Exercise input:
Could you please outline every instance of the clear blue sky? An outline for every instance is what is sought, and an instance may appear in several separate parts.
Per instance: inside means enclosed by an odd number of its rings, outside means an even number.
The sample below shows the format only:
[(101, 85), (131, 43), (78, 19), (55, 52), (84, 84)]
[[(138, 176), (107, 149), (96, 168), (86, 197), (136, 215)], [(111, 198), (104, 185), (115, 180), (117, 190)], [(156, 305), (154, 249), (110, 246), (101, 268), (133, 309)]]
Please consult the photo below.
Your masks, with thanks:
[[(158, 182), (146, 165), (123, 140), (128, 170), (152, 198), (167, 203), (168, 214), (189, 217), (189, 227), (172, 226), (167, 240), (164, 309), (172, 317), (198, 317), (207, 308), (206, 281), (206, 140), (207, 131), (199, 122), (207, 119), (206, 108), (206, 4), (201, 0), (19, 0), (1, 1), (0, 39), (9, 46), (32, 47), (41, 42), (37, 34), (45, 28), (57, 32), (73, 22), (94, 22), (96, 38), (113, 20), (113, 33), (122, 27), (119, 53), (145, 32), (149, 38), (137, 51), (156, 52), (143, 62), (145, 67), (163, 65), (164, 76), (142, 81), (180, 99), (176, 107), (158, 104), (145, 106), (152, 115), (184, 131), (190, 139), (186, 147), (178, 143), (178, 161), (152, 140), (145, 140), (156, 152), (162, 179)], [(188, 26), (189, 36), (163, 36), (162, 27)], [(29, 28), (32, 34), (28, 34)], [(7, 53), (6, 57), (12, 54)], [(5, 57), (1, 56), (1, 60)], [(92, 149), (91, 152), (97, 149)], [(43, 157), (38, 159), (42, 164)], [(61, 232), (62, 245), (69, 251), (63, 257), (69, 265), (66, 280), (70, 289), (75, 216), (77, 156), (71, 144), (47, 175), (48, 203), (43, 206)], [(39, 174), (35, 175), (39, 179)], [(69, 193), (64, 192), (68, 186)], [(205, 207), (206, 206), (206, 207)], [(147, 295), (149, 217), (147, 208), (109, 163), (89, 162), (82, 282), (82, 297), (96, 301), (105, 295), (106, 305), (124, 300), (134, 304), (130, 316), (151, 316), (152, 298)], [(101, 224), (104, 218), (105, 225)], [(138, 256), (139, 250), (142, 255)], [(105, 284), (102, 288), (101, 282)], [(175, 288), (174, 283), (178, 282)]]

Prompt: Reproduce the data above with "clear blue sky" renamed to "cloudless sky" wherever it occurs, and leave everything else unchanged.

Solution to the problem:
Could you please outline every instance of the cloudless sky? An outline for every instance is what is sought, and an instance may appear in several separate parts.
Per instance: inside means enclosed by an odd number of its rings, outside means an even number.
The sample below shows the format only:
[(101, 85), (131, 43), (78, 19), (55, 52), (84, 84)]
[[(138, 176), (107, 149), (96, 168), (86, 197), (136, 215)], [(111, 198), (104, 185), (115, 180), (117, 190)], [(156, 305), (154, 249), (110, 246), (101, 268), (133, 309)]]
Please consult the photo below.
Your masks, with thanks:
[[(158, 182), (146, 165), (123, 140), (128, 170), (152, 198), (167, 203), (168, 214), (189, 217), (189, 227), (172, 226), (167, 240), (164, 309), (172, 317), (198, 317), (207, 308), (206, 281), (206, 140), (207, 131), (199, 122), (207, 119), (206, 108), (206, 4), (201, 0), (19, 0), (1, 1), (0, 39), (9, 46), (32, 47), (41, 42), (37, 34), (45, 28), (57, 32), (73, 22), (94, 22), (96, 38), (113, 20), (113, 33), (122, 27), (119, 53), (145, 32), (149, 38), (137, 51), (156, 52), (143, 62), (145, 67), (163, 65), (164, 76), (142, 81), (180, 99), (176, 107), (158, 104), (145, 106), (152, 115), (184, 131), (190, 139), (186, 147), (178, 143), (178, 161), (152, 140), (145, 140), (156, 152), (162, 179)], [(188, 26), (189, 36), (163, 36), (162, 27)], [(29, 28), (32, 34), (28, 34)], [(7, 53), (6, 57), (12, 54)], [(5, 57), (1, 56), (1, 60)], [(92, 149), (91, 152), (97, 149)], [(43, 157), (38, 159), (42, 164)], [(61, 232), (62, 245), (69, 251), (63, 257), (69, 265), (66, 280), (70, 289), (75, 216), (77, 156), (71, 144), (47, 175), (48, 203), (43, 206)], [(39, 174), (35, 175), (39, 179)], [(69, 193), (64, 192), (68, 186)], [(205, 207), (206, 206), (206, 207)], [(147, 295), (149, 217), (147, 208), (109, 163), (89, 162), (82, 282), (82, 297), (96, 301), (105, 295), (106, 305), (124, 300), (134, 304), (130, 316), (151, 316), (152, 298)], [(101, 224), (104, 218), (105, 225)], [(138, 256), (139, 250), (142, 255)], [(105, 284), (102, 288), (101, 282)], [(175, 288), (174, 283), (178, 282)]]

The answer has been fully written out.